To be done: Extend the customer personas passage below, picking up right after its final sentence.

Text passage:
You’ll also need to track how your audience's preferences and pain points evolve to ensure your marketing messaging, product, and tactics evolve alongside theirs.
Customer personas (also known as buyer personas) are a very effective tool for understanding the audience for your products and services. Here's how you can use personas to understand your customers better and grow your business.
Understand different buyer personas, optimize the user experience, and improve retention when you bring your customer research into Dovetail.
Customer personas are fictional composites of the people who will buy your product. Through research, you develop personas for marketers and sales teams to use. With these personas, these teams can develop effective communications strategies and tactics to sell products.
Insights you obtain from developing or refining customer personas can help your business develop new products, improve packaging, perfect pricing, and try new marketing and sales approaches.
A fully developed customer persona will have:
A name
A short narrative bio
Demographic details
A description of their behaviors, skills, goals, and attitudes
Marketers commonly find a stock photo that appropriately represents their customer persona.
A realistic, relatable customer persona can make it easier for sales teams to craft effective strategies.
Negative customer personas are the opposite of customer personas. They are fictional representations of the consumers who are the least likely to buy your product or service.

Dataset excerpt:
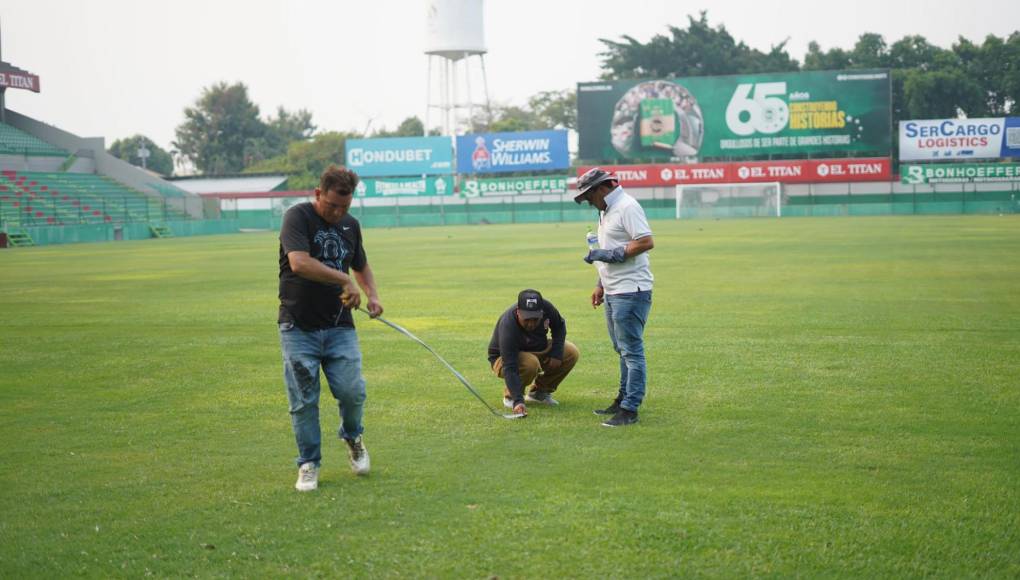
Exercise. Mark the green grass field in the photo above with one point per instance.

Reply to the task:
Building negative consumer personas can help you better understand where to avoid focusing your marketing and sales. Your product teams may be able to identify features you should avoid wasting time and resources developing.
You may also find negative personas useful in refining aspects of your positive personas.
It's important to distinguish between user personas and customer personas. A user persona is a fictional composite of the people who use your product. Sometimes, your customers and users may be the same.
Consider a small business where one person handles the accounting, finances, and procurement. In this case, the buyer for Quickbooks would be the same as its user.
In a large corporation, a CFO would likely have purchasing authority and purchase Quickbooks for their company. However, someone else would directly manage and maintain the company's Quickbooks account. Here, the buyer persona would be the CFO, and the user persona would be his employed accountants.
Companies also form user personas to develop products that satisfy their customers. In cases where the buyer and user are likely to be the same, it's helpful to incorporate user needs and wants into customer personas.
Even if your target audience is unlikely to be directly using your product, it's crucial to develop user personas and consider them in your marketing efforts. If the accountant reports to the CFO that Quickbooks doesn’t perform as expected, you may lose them as a customer.
A well-developed customer persona captures what the average customer in a particular segment looks like. Chances are you cannot craft a single persona that effectively captures every customer's average behavior and motivation.
Typically, marketing and product teams create between two and four personas. If you create too many, you run the risk that you'll dilute your marketing messages.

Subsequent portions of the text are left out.